WHAT THE TASK ASKS:
Go through the entries one line at a time, and gather every line that has the word "sign".

INFORMATION PROVIDED:

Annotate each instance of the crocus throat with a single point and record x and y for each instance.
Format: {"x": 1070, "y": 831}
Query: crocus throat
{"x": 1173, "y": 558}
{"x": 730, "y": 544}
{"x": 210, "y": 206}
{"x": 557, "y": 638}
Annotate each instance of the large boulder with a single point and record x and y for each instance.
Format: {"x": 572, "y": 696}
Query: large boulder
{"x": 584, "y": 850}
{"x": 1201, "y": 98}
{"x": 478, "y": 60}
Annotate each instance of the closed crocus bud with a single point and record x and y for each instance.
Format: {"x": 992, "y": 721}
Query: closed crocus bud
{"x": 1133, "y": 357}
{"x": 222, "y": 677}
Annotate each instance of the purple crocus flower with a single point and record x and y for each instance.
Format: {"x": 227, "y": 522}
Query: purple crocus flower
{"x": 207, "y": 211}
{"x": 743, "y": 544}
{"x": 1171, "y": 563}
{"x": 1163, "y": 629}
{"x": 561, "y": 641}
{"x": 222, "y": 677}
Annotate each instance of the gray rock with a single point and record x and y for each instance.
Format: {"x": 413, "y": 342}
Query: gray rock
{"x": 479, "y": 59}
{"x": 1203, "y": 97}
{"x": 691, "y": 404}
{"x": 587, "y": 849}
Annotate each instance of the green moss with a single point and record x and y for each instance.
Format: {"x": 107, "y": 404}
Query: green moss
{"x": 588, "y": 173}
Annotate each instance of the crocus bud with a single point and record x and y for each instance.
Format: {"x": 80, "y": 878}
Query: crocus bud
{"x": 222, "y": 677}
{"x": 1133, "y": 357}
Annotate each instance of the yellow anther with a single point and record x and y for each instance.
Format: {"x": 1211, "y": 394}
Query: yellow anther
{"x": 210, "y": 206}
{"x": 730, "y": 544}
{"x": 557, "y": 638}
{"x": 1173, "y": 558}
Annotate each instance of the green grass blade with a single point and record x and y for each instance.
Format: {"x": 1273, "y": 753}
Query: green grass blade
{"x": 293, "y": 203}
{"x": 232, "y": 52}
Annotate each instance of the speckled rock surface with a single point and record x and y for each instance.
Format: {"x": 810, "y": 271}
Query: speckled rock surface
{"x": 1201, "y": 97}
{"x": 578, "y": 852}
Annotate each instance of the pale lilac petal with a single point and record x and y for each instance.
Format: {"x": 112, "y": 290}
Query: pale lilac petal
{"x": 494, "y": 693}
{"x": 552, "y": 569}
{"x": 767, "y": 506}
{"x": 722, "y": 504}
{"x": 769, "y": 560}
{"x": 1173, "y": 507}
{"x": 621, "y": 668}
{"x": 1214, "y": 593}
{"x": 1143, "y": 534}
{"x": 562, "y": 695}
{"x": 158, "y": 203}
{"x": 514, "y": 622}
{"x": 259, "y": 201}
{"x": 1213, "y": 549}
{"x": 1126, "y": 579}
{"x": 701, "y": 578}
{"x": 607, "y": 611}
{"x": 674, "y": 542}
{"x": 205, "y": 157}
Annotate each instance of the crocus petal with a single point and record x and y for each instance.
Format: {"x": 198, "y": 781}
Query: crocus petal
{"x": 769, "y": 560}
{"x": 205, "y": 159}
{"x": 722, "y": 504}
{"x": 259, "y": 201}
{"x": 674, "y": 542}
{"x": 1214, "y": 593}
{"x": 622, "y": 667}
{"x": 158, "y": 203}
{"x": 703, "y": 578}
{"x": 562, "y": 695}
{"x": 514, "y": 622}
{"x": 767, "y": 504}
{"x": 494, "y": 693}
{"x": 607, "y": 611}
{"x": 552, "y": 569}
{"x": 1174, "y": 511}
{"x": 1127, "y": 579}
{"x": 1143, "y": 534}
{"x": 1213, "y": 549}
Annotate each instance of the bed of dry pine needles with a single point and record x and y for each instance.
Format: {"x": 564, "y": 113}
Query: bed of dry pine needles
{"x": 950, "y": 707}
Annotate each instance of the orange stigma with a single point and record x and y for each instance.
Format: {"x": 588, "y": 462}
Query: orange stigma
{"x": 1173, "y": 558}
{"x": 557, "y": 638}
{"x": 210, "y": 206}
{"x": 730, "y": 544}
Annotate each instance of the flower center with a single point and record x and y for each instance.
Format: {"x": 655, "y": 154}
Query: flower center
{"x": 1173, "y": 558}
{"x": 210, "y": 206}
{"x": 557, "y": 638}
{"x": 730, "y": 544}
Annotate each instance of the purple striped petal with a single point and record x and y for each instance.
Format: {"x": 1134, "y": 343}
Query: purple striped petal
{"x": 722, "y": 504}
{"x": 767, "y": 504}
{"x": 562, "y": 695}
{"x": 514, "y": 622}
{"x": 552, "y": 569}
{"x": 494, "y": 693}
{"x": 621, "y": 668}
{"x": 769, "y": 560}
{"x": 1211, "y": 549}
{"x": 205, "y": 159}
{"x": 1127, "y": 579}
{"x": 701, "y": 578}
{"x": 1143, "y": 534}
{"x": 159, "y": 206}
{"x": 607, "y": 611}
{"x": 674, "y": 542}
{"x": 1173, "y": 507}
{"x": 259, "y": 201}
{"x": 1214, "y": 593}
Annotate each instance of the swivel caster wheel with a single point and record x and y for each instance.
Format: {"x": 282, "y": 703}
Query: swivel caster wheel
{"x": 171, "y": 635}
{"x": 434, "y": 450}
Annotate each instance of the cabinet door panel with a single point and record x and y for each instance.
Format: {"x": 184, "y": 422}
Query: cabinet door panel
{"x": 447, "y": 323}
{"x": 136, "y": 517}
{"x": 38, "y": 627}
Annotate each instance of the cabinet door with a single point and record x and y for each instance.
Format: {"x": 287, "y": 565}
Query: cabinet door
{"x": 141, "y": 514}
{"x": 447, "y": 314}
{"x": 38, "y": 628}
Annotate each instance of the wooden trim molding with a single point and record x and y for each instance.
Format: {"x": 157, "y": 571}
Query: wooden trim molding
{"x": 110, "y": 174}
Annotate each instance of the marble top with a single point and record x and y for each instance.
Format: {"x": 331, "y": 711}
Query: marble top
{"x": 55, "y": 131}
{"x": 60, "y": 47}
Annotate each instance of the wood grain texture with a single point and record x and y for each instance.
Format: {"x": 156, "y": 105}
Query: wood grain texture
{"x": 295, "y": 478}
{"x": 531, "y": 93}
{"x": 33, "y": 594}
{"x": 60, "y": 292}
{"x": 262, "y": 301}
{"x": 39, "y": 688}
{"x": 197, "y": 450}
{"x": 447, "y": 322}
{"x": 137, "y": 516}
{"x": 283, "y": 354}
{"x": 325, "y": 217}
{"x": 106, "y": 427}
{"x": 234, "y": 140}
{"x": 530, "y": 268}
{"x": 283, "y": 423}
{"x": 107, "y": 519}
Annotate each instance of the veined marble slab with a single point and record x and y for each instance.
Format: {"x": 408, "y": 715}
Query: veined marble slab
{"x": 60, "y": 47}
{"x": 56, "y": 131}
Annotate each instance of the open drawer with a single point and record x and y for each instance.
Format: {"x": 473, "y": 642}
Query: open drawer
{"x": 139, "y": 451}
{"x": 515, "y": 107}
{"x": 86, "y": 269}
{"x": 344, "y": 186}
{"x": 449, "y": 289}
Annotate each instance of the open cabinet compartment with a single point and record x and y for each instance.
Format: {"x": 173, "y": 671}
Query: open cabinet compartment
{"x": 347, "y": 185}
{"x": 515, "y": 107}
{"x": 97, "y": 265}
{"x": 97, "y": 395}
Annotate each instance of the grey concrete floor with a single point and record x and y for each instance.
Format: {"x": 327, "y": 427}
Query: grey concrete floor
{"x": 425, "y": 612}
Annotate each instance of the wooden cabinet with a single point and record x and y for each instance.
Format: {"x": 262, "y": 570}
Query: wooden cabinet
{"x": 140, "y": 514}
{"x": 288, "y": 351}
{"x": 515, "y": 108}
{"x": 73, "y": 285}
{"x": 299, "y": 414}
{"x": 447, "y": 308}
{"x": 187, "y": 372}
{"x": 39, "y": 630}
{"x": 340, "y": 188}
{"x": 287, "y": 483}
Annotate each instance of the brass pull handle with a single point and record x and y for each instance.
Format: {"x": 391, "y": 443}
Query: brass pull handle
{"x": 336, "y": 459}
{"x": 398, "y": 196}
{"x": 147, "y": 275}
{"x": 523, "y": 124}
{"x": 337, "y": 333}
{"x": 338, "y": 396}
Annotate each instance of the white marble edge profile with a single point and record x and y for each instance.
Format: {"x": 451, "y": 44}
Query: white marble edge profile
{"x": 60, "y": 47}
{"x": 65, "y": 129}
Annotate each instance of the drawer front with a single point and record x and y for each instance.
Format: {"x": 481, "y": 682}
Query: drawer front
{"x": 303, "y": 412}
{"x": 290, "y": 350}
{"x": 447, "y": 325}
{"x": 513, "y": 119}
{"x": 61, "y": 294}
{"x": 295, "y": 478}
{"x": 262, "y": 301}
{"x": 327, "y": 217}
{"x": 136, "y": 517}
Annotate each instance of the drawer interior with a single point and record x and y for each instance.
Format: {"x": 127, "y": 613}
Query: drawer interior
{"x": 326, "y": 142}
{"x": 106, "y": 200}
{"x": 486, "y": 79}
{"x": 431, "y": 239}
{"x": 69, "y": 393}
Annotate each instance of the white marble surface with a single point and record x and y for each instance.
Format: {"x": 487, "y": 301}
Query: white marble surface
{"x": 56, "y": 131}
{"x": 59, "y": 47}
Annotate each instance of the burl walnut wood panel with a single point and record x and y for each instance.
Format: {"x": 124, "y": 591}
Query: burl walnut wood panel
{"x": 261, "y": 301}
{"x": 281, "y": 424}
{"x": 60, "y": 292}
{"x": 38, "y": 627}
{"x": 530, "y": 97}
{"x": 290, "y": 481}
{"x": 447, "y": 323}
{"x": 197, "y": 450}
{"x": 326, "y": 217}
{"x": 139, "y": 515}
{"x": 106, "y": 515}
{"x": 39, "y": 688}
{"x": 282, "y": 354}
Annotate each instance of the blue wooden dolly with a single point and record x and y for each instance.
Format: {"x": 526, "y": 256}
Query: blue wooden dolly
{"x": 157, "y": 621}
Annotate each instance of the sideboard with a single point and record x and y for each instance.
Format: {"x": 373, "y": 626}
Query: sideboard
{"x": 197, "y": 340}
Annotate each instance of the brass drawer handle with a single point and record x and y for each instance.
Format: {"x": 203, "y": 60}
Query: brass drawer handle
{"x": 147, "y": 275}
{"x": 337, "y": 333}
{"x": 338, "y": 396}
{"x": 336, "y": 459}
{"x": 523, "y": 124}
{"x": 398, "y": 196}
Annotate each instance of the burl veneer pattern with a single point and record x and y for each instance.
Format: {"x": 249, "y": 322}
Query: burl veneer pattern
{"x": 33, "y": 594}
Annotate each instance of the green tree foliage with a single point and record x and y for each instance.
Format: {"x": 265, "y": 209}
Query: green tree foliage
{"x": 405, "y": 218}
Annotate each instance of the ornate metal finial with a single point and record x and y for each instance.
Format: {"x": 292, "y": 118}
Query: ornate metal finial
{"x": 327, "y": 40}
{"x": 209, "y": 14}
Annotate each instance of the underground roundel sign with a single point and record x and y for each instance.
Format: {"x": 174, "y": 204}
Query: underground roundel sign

RESPONSE BELOW:
Annotate each instance of the underground roundel sign with a single point and record x and y for each instance.
Query: underground roundel sign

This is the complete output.